The listing below should be written out exactly; please include all of it.

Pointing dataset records
■ ■ ■ ■ ■ ■ ■

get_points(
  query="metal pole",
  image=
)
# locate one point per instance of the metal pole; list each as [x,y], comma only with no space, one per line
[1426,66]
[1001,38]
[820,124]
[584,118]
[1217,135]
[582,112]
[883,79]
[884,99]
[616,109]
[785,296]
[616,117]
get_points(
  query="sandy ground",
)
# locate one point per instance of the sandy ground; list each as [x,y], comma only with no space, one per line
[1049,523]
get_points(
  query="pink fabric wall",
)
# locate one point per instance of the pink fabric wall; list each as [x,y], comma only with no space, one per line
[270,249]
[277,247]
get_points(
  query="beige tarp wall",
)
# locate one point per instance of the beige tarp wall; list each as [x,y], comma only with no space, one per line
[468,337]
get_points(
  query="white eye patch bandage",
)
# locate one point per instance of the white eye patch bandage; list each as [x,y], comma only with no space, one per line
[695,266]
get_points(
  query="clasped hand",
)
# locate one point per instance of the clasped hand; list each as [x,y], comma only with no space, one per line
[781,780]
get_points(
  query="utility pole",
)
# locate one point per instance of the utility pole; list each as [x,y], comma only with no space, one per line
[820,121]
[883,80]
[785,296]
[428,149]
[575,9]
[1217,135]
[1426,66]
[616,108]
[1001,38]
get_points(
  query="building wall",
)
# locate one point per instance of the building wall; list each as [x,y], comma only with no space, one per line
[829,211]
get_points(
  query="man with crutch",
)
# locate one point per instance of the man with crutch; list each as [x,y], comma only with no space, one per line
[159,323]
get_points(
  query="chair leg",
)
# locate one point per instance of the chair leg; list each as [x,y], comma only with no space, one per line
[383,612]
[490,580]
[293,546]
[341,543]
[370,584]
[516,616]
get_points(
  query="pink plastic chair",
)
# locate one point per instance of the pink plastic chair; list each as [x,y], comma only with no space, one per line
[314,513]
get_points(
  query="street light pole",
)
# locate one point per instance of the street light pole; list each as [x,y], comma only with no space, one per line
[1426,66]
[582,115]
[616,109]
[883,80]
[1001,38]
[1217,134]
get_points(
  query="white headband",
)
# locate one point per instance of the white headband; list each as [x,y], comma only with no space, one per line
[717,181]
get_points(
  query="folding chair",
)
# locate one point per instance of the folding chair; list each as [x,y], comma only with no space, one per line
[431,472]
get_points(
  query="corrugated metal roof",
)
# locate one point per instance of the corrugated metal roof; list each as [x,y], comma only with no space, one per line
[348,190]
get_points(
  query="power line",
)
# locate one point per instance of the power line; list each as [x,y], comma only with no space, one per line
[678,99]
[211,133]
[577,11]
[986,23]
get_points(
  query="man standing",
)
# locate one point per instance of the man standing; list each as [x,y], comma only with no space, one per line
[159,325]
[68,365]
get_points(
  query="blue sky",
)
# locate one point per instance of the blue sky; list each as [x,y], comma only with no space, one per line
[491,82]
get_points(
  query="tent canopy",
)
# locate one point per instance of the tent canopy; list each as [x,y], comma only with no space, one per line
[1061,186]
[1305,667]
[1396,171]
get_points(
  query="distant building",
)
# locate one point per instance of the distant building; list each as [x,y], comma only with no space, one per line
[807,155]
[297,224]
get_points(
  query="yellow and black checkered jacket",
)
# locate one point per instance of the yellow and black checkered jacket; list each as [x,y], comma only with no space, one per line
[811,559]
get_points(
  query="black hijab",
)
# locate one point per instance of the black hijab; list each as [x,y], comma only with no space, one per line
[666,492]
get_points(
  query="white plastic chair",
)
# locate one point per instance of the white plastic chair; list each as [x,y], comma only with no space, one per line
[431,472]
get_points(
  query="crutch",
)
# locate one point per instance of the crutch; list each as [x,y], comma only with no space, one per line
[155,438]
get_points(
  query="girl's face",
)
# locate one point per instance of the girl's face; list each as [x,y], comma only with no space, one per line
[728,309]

■ ■ ■ ■ ■ ■ ■

TASK OUTPUT —
get_points(
  query="metal pole",
  image=
)
# locate one point per instance of the metal pole; list each as [x,y], comma only with no space, one per line
[1426,66]
[1001,38]
[820,124]
[584,118]
[1217,135]
[582,112]
[883,79]
[884,99]
[616,109]
[785,296]
[616,117]
get_points(
  query="sandy ground",
)
# locate one point per instance of the sandy ground; list each as [x,y], comma only with no space, one per line
[1049,523]
get_points(
  query="pink fabric wall",
)
# locate one point per instance of the pink fabric wall; list each as [x,y], comma only with no space, one per line
[270,249]
[277,247]
get_points(
  query="beige tarp wall",
)
# locate one point per instance of the beige tarp wall; list each as [x,y], comma only with no space, one per line
[468,337]
get_points(
  query="white eye patch bandage",
)
# locate one point per instance of the white eye patch bandage; list each as [x,y], comma only with no space, one per line
[695,266]
get_points(
  query="clasped hand",
)
# locate one point per instance of the clasped hand; list each as [x,y], comma only with no space, one per line
[781,780]
get_points(
  query="utility pole",
)
# locate one point per instance of the utility pole; list each as [x,y], comma only with no space, one per line
[820,121]
[883,80]
[785,296]
[428,149]
[575,9]
[1217,135]
[1426,66]
[616,108]
[1001,38]
get_points(
  query="building wall",
)
# locate one point per instance of the building wall; list each as [x,y], comma only with no space, one per line
[829,211]
get_points(
  query="man with crutch",
)
# locate one point per instance of the man with crutch; list each as [x,y], comma only with no space, one per line
[159,323]
get_points(
  query="chair leg",
)
# locate one point per instance of the chair leg; list each as [x,y], comma only with no space, one per line
[383,612]
[490,580]
[293,546]
[341,543]
[370,584]
[516,616]
get_points(
  query="pink plastic chair",
)
# locate one point per instance of the pink plastic chair; list each as [x,y], comma only with no space, one per line
[314,513]
get_points(
  query="street light pole",
)
# locate one point per instance of the street light pole; list each as [x,y], comma only with no space, one per line
[1426,66]
[582,115]
[616,109]
[883,80]
[1001,38]
[1217,134]
get_points(
  query="white headband",
)
# locate one point per instance of the white headband; list each as [x,y], comma only with no space, one per line
[717,181]
get_points(
  query="folding chair",
)
# locate one point per instance of the folding chair; list each as [x,y], comma only with no space, one per line
[431,472]
get_points(
  query="corrugated metal roof",
)
# locate one point per instance of the corrugated metal roof; list each as [x,y], comma only with no space, one per line
[348,190]
get_points(
  query="power line",
)
# locate one point per instance of the power line; list each as [x,y], comma only with no space, one per line
[678,99]
[211,133]
[577,11]
[986,23]
get_points(
  query="man standing",
)
# locate one point per instance of the man standing; list each as [x,y], comma only with no space, one per line
[159,325]
[68,365]
get_points(
  query="blue sky",
)
# locate one point per instance of the blue sky; list each as [x,y], comma only with no space, one per line
[491,82]
get_points(
  query="tent canopy",
)
# locate one point per instance of the tent canopy; list each as [x,y], comma only with no space, one per line
[1061,186]
[1305,667]
[1396,171]
get_points(
  query="distant building",
)
# locate one point per instance of the distant building; list each as [x,y], comma only with no space, one per line
[807,155]
[297,224]
get_points(
  query="yellow and black checkered jacket",
)
# locate one point per instance of the yellow and black checkered jacket; list each as [x,y], comma only with no space, one per line
[811,559]
get_points(
  query="black hijab",
)
# locate one point per instance of the black hijab; list each as [x,y], comma only with no space, one per line
[666,492]
get_points(
  query="white plastic chair",
)
# locate one point per instance of the white plastic chair; list each as [x,y], comma only with no space, one per line
[431,472]
get_points(
  query="crutch",
)
# locate one point per instance of the crutch; list each as [x,y], comma only with no space, one per line
[155,438]
get_points(
  query="girl's face",
)
# locate one point per instance of the girl's face; list each as [x,y], comma only with no space, one per line
[728,309]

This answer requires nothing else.